→ **Exercise**
Please edit the listing below so that "Respond" becomes "Reply" wherever it occurs. Keep every other part of each line the same.

Rows from a dataset:
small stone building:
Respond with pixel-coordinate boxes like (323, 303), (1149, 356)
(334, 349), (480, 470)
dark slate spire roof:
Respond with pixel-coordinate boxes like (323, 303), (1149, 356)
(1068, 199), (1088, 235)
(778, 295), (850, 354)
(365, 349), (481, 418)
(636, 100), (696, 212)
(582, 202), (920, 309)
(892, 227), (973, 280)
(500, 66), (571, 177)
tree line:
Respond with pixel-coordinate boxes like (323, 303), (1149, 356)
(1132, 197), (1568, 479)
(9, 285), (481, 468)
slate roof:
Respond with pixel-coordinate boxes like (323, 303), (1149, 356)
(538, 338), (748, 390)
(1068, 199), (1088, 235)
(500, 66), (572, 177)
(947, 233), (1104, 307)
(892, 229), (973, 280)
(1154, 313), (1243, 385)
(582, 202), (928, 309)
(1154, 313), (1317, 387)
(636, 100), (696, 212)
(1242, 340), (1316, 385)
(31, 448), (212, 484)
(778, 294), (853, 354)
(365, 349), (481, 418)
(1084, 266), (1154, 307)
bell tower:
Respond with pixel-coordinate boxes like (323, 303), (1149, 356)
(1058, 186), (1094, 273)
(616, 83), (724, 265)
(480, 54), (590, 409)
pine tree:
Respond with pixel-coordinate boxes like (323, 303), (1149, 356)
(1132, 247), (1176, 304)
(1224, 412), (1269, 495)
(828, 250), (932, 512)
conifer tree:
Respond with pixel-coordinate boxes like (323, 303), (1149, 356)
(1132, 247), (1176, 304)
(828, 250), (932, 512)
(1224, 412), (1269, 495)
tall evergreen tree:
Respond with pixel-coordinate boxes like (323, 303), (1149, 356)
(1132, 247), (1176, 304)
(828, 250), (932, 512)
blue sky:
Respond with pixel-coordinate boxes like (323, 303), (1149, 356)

→ **Output of the task**
small stone building:
Reply with pixel-coordinate boxes like (323, 303), (1149, 356)
(334, 349), (480, 470)
dark slate spire roof:
Reply with pixel-coordinate boxes like (323, 303), (1149, 356)
(1068, 199), (1088, 235)
(778, 295), (850, 354)
(365, 349), (481, 418)
(636, 100), (696, 212)
(582, 202), (920, 309)
(892, 227), (973, 280)
(500, 66), (571, 177)
tree line:
Reply with pixel-coordinate boxes like (323, 303), (1149, 356)
(1132, 197), (1568, 479)
(9, 285), (481, 468)
slate roof:
Reply with pixel-coordinate boxes like (323, 303), (1149, 356)
(538, 338), (748, 390)
(1068, 199), (1088, 235)
(500, 66), (572, 177)
(947, 233), (1104, 307)
(892, 229), (973, 280)
(1154, 313), (1243, 385)
(582, 202), (928, 309)
(1154, 313), (1317, 387)
(636, 100), (696, 212)
(1242, 340), (1316, 385)
(31, 448), (212, 484)
(778, 294), (853, 354)
(365, 349), (481, 418)
(1084, 266), (1154, 307)
bell tower:
Reply with pixel-coordinate boxes like (323, 303), (1149, 356)
(1058, 186), (1094, 273)
(616, 83), (724, 265)
(480, 54), (590, 409)
pine tree:
Reply with pixel-coordinate boxes like (323, 303), (1149, 356)
(1132, 247), (1176, 304)
(1224, 412), (1269, 495)
(828, 250), (932, 512)
conifer tree:
Reply with pixel-coordinate boxes like (323, 303), (1149, 356)
(1132, 247), (1176, 304)
(828, 250), (932, 512)
(1224, 412), (1269, 495)
tall evergreen tree:
Reply with pixel-coordinate boxes like (323, 303), (1149, 356)
(1132, 247), (1176, 304)
(828, 250), (932, 512)
blue sky:
Reply with pixel-coordinate boxes like (323, 303), (1149, 356)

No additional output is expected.